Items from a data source

- Opening Delimiter -

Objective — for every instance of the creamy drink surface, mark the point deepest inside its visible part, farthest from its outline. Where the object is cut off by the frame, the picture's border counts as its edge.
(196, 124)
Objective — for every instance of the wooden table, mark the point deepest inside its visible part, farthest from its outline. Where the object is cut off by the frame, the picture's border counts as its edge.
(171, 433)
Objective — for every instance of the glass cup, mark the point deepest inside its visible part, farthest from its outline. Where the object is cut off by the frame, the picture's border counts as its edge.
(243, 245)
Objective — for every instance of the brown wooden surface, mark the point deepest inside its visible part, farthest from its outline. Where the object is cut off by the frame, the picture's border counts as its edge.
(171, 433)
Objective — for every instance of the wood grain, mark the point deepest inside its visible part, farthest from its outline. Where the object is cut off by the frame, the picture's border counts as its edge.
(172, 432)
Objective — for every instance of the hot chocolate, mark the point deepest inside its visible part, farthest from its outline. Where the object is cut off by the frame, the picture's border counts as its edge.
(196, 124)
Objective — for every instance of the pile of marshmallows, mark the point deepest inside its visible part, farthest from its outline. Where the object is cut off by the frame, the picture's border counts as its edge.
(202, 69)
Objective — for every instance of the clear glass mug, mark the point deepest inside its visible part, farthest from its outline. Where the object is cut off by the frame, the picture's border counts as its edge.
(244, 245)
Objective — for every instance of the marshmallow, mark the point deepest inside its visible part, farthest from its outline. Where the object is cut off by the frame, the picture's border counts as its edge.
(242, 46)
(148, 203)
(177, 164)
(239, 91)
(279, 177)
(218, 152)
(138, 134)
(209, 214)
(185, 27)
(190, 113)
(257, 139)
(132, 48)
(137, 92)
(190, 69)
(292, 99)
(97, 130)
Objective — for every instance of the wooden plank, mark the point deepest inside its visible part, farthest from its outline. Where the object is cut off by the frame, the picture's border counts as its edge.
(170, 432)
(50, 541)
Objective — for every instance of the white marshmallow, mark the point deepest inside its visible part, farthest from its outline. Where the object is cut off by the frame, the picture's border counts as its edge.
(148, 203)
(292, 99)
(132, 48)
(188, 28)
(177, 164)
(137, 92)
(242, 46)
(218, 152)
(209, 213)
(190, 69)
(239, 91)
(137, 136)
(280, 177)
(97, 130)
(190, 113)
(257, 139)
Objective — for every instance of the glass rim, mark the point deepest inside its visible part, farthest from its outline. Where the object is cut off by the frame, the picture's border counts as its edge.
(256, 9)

- Closing Delimiter -

◆ What is expected
The response should consist of every record, written out exactly as given.

◆ Answer to this exercise
Objective — for every instance of the creamy drink surface, mark the point deepest inside its visible part, farthest from its outline. Where the object is cut off by the frame, the picture's border counts as its edge.
(196, 124)
Objective — for every instance of the wooden table, mark the point deepest inside its visible part, farthest from its outline. Where the object is cut off by the frame, the picture's border counts as its edge.
(171, 433)
Objective — for every instance of the glass cup, mark the point deepest inside its visible part, farthest from its outline. Where the object is cut off by the frame, the picture's border counts as its edge.
(243, 245)
Objective — for every instance of the brown wooden surface, mark the point deepest inside its visible part, farthest from its outline. Where the object is cut off by the frame, the picture's border counts as its edge.
(171, 433)
Objective — for every instance of the wood grain, mark the point deepest inside its visible part, farthest from its outline. Where the object is cut off by the frame, the picture's border counts as its edge.
(172, 432)
Objective — for every instance of the hot chocolate, mark the point deepest inside its visible part, farthest from its outline. Where the object is cut off by the frame, the picture's border counts as its edge.
(196, 124)
Objective — for every instance of the pile of marshmallows, mark the point deepest inside its visible part, farthest from its outline. Where the object is cut off by the frame, the picture's border counts as its edge.
(202, 69)
Objective — for every instance of the clear glass mug, mark the point deepest inside its visible part, farthest from its outline. Where the object is cut off by the frame, the picture's border counts as its edge.
(244, 245)
Objective — for every instance of the marshmallow, mark the point deepest inside its visible part, farthest from its outline. Where the object is cut off by the frame, the picture's border counts as its edge.
(242, 46)
(148, 203)
(177, 164)
(239, 91)
(279, 177)
(218, 152)
(138, 134)
(209, 214)
(185, 27)
(190, 113)
(257, 139)
(132, 48)
(137, 92)
(190, 69)
(292, 99)
(97, 130)
Objective — for every instance of the wooden plank, mark the point deepest inside its visible part, farthest from its outline. Where the object is cut off by the frame, the picture's border counts as its edge.
(170, 432)
(50, 541)
Objective — for every instance of the white marshmallow, mark the point deepest inside its visible part, farthest from its outline. Where the object is cut off by the frame, the picture's border counts as its edge.
(148, 203)
(292, 99)
(132, 48)
(188, 28)
(177, 164)
(137, 92)
(242, 46)
(218, 152)
(209, 213)
(190, 69)
(239, 91)
(137, 136)
(280, 177)
(97, 130)
(190, 113)
(257, 139)
Objective — for every instance of the glass rim, mark the point deepest inside its visible part, farthest from its outline. Where the object is cut off by the frame, the picture's border counts as its edge.
(256, 9)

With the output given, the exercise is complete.